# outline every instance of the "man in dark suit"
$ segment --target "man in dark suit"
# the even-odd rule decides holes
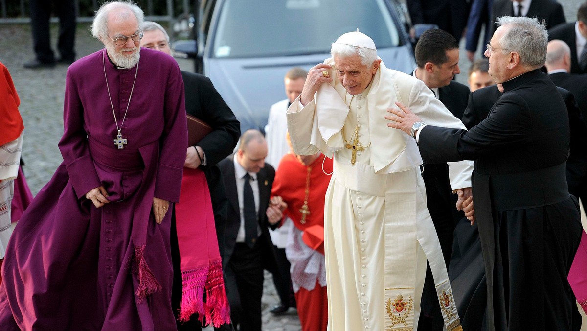
[[[467,106],[469,88],[453,79],[461,72],[458,66],[458,44],[450,34],[439,29],[422,34],[414,51],[418,66],[413,75],[424,82],[434,95],[455,117],[463,117]],[[448,180],[447,163],[426,163],[422,178],[426,188],[426,203],[440,242],[444,262],[450,264],[453,232],[459,220],[464,218],[457,210],[457,196],[453,194]],[[421,314],[419,326],[427,330],[441,330],[444,325],[437,304],[431,270],[428,266],[422,293]]]
[[[470,6],[465,0],[408,0],[413,25],[430,24],[448,32],[457,40],[463,37]]]
[[[575,188],[580,183],[585,183],[587,175],[587,128],[581,118],[573,94],[562,88],[557,87],[557,89],[565,101],[569,116],[570,153],[566,160],[566,172],[569,193],[578,198]],[[463,123],[468,129],[487,117],[493,105],[501,96],[502,91],[501,86],[494,85],[471,93],[468,105],[463,116]],[[453,263],[448,270],[451,284],[459,285],[455,285],[455,288],[458,289],[454,291],[455,301],[461,316],[461,323],[467,330],[481,329],[487,297],[487,291],[482,290],[484,287],[481,288],[485,286],[485,272],[478,269],[478,260],[481,255],[481,245],[478,239],[475,239],[478,238],[476,225],[457,226],[451,256]],[[483,268],[482,264],[481,268]],[[458,277],[460,280],[456,279]],[[578,330],[581,325],[578,310],[573,309],[573,329]]]
[[[266,156],[263,135],[248,130],[237,153],[218,163],[230,202],[223,269],[231,319],[241,331],[261,331],[263,269],[275,264],[268,226],[283,217],[269,203],[275,170],[265,163]]]
[[[147,21],[144,22],[142,28],[144,35],[141,39],[141,46],[171,55],[169,47],[169,36],[163,26],[154,22]],[[236,146],[240,133],[240,124],[232,111],[214,88],[210,79],[201,75],[183,71],[181,76],[185,90],[186,112],[204,121],[212,128],[212,132],[203,138],[197,146],[187,149],[185,166],[193,169],[200,168],[206,176],[214,213],[218,249],[220,256],[222,256],[224,248],[224,229],[226,227],[228,202],[226,198],[222,174],[217,164],[230,155]],[[175,205],[171,218],[171,257],[174,270],[171,306],[177,317],[183,286],[176,226]],[[201,330],[201,325],[197,316],[192,316],[189,321],[185,322],[178,320],[177,329],[180,331],[195,331]]]
[[[548,40],[559,39],[564,41],[571,48],[571,73],[587,73],[587,2],[577,11],[577,21],[561,24],[548,30]],[[579,42],[578,42],[578,41]],[[581,47],[578,48],[578,45]],[[583,62],[579,59],[585,56]],[[575,95],[575,97],[579,96]]]
[[[571,51],[564,41],[548,42],[545,66],[548,76],[557,86],[565,88],[575,96],[583,119],[587,118],[587,73],[569,73]]]
[[[502,16],[535,17],[539,22],[546,21],[546,29],[566,22],[562,6],[555,0],[495,0],[492,10],[491,35],[498,27],[497,18]]]
[[[535,18],[501,17],[485,55],[504,95],[468,131],[426,126],[414,136],[424,161],[475,160],[473,209],[487,284],[490,330],[571,330],[569,270],[581,225],[568,192],[569,120],[556,86],[539,68],[548,34]],[[505,38],[502,38],[505,36]],[[388,125],[420,122],[403,105]],[[556,303],[556,304],[553,304]],[[539,312],[537,313],[537,312]]]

=-=-=-=-=

:: Problem details ::
Go back to the records above and write them out exactly, without the pictures.

:: Solution to this exercise ::
# outline every instance of the "man in dark suit"
$ segment --target "man in dark suit"
# the even-odd rule decides holes
[[[467,106],[469,88],[453,79],[461,72],[458,66],[458,44],[450,34],[439,29],[422,34],[414,51],[418,66],[413,75],[424,82],[434,95],[455,117],[463,117]],[[448,180],[447,163],[426,163],[422,178],[426,188],[426,203],[440,242],[444,262],[450,264],[453,232],[459,220],[464,218],[457,210],[457,196],[453,194]],[[421,314],[419,326],[427,330],[441,330],[444,325],[437,304],[431,270],[428,266],[422,293]]]
[[[470,6],[465,0],[408,0],[413,25],[430,24],[448,32],[457,40],[463,37]]]
[[[575,188],[580,183],[585,183],[587,175],[587,128],[581,118],[573,94],[562,88],[557,87],[557,89],[565,101],[569,116],[570,153],[566,160],[566,172],[569,193],[578,198]],[[463,123],[468,129],[487,117],[493,105],[501,96],[502,91],[501,86],[494,85],[471,93],[468,105],[463,116]],[[453,263],[448,270],[451,284],[459,285],[455,285],[455,288],[458,289],[454,291],[455,301],[461,316],[461,323],[467,330],[481,329],[487,297],[487,291],[482,290],[484,287],[481,288],[485,286],[485,272],[478,269],[478,260],[481,255],[481,245],[478,239],[475,239],[478,238],[476,225],[457,226],[451,256]],[[483,268],[482,264],[481,268]],[[458,277],[460,280],[456,279]],[[578,330],[581,325],[578,310],[573,309],[573,329]]]
[[[266,156],[263,135],[248,130],[237,153],[218,163],[230,202],[223,269],[231,319],[241,331],[261,331],[263,269],[275,264],[268,226],[283,217],[269,203],[275,170],[265,163]]]
[[[147,21],[144,22],[142,28],[144,35],[141,39],[141,46],[171,55],[169,47],[169,36],[163,26],[154,22]],[[236,146],[240,133],[240,124],[232,111],[214,88],[210,79],[201,75],[183,71],[181,76],[185,90],[186,112],[204,121],[212,128],[212,132],[203,138],[197,146],[187,149],[185,166],[193,169],[200,168],[206,176],[214,213],[218,249],[220,256],[222,256],[224,248],[224,229],[226,227],[228,202],[226,198],[222,174],[217,164],[230,155]],[[175,205],[171,218],[171,257],[174,270],[171,306],[177,317],[183,286],[176,226]],[[201,330],[201,325],[197,316],[192,316],[189,321],[185,322],[178,320],[177,329],[180,331],[195,331]]]
[[[548,40],[559,39],[564,41],[571,48],[571,73],[587,73],[587,2],[577,11],[577,21],[561,24],[548,30]],[[579,42],[578,42],[578,41]],[[581,47],[578,48],[578,45]],[[583,62],[579,59],[585,56]],[[575,95],[575,97],[579,96]]]
[[[571,51],[564,41],[548,42],[545,66],[548,76],[557,86],[565,88],[575,96],[583,119],[587,118],[587,73],[569,73]]]
[[[502,16],[535,17],[539,22],[546,21],[546,29],[566,22],[562,6],[555,0],[495,0],[492,10],[491,35],[498,27],[497,18]]]
[[[535,18],[501,17],[485,55],[504,95],[468,131],[426,126],[414,136],[424,161],[475,160],[473,209],[487,284],[490,330],[571,330],[569,270],[581,225],[568,192],[569,120],[556,86],[539,68],[548,34]],[[505,38],[502,38],[505,36]],[[388,125],[420,122],[403,105]],[[556,303],[556,304],[553,304]],[[539,312],[537,313],[537,312]]]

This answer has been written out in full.